▶ BRANO TESTUALE

■ ■ ■ ■

Su proposta del ministro per la Protezione civile e le Politiche del mare Nello Musumeci, il governo ha deliberato lo stato di emergenza su tutto il territorio nazionale a seguito dell’eccezionale incremento dei flussi di persone migranti attraverso le rotte del Mediterraneo. Lo stato di emergenza, sostenuto da un primo finanziamento di cinque milioni di euro, avrà la durata di sei mesi.

■ ■ ■ ■

▶ ATTIVITÀ
Prosegui il testo sullo stato di emergenza per i flussi migratori, partendo dopo la sua ultima frase.

Record da una raccolta di dati
■ ■ ■ ■

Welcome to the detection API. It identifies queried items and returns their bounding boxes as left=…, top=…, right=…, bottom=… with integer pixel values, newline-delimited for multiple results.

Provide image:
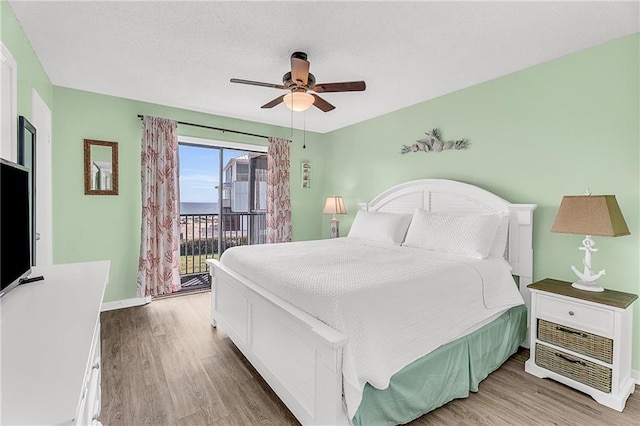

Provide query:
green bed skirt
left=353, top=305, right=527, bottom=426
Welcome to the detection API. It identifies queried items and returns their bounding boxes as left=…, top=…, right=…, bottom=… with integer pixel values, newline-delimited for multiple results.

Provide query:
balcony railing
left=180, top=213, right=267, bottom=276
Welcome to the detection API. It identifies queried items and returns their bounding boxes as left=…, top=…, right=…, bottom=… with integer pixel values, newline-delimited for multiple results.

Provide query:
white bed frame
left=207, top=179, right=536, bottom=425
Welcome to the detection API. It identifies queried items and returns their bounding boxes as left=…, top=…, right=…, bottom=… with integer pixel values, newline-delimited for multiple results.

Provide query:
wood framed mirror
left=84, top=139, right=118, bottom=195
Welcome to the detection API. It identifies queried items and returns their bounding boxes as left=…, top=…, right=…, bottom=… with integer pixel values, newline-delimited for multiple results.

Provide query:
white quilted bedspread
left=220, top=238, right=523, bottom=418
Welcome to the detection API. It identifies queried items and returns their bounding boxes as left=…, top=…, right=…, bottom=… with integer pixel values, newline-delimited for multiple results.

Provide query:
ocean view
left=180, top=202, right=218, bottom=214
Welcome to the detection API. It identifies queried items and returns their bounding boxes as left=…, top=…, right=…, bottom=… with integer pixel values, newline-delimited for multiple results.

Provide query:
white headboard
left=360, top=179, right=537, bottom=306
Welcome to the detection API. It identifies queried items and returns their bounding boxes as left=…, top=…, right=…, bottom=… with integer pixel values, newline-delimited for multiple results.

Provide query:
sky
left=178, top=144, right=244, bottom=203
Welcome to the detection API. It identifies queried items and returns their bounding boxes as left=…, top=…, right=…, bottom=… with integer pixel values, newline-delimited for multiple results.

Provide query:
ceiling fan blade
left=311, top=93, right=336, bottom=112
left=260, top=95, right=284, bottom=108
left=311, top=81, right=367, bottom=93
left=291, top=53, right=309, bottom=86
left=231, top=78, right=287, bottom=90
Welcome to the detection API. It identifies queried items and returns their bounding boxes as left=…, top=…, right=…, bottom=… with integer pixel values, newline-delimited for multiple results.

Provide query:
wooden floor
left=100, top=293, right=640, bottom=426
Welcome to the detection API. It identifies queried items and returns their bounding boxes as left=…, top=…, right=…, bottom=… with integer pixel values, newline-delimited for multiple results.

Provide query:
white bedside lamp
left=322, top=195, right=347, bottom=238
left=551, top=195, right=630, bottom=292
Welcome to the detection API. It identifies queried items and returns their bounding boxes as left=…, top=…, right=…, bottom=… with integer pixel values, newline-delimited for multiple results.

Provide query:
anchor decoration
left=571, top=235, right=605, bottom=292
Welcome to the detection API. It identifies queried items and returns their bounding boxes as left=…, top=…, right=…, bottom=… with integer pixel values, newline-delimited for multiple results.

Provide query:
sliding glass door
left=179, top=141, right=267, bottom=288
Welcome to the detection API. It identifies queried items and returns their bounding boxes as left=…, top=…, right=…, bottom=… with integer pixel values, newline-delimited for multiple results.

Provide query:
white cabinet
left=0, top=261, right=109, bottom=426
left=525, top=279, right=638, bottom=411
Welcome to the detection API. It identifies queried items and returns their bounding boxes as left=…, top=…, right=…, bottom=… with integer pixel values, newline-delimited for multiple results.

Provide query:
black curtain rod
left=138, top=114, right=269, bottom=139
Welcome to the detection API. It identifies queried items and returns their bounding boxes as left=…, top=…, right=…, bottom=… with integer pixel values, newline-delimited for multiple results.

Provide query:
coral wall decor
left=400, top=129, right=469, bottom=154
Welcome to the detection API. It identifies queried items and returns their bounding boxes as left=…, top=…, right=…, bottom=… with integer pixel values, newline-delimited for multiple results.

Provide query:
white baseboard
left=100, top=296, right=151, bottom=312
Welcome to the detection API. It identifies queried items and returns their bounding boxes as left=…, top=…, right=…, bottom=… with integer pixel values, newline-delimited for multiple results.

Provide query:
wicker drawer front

■ ■ ■ ■

▶ ESITO
All’ordine del giorno della riunione anche un disegno di legge sulle sanzioni contro gli atti di eco-vandalismo sulle opere d’arte, un disegno di legge con interventi a sostegno della competitività dei capitali. Multe da 20 a 60mila euro, più le sanzioni penali, per quanti distruggano, disperdano, deteriorino o rendano “in tutto o in parte inservibili o non fruibili beni culturali” ed altre sanzioni amministrative, che vanno da 10 a 40mila euro per chi “deturpa o imbratta” questi beni o destina “ad un uso pregiudizievole per la loro conservazione” o “incompatibile con il loro carattere storico o artistico”.
Ore decisive anche per le nomine delle grandi partecipate.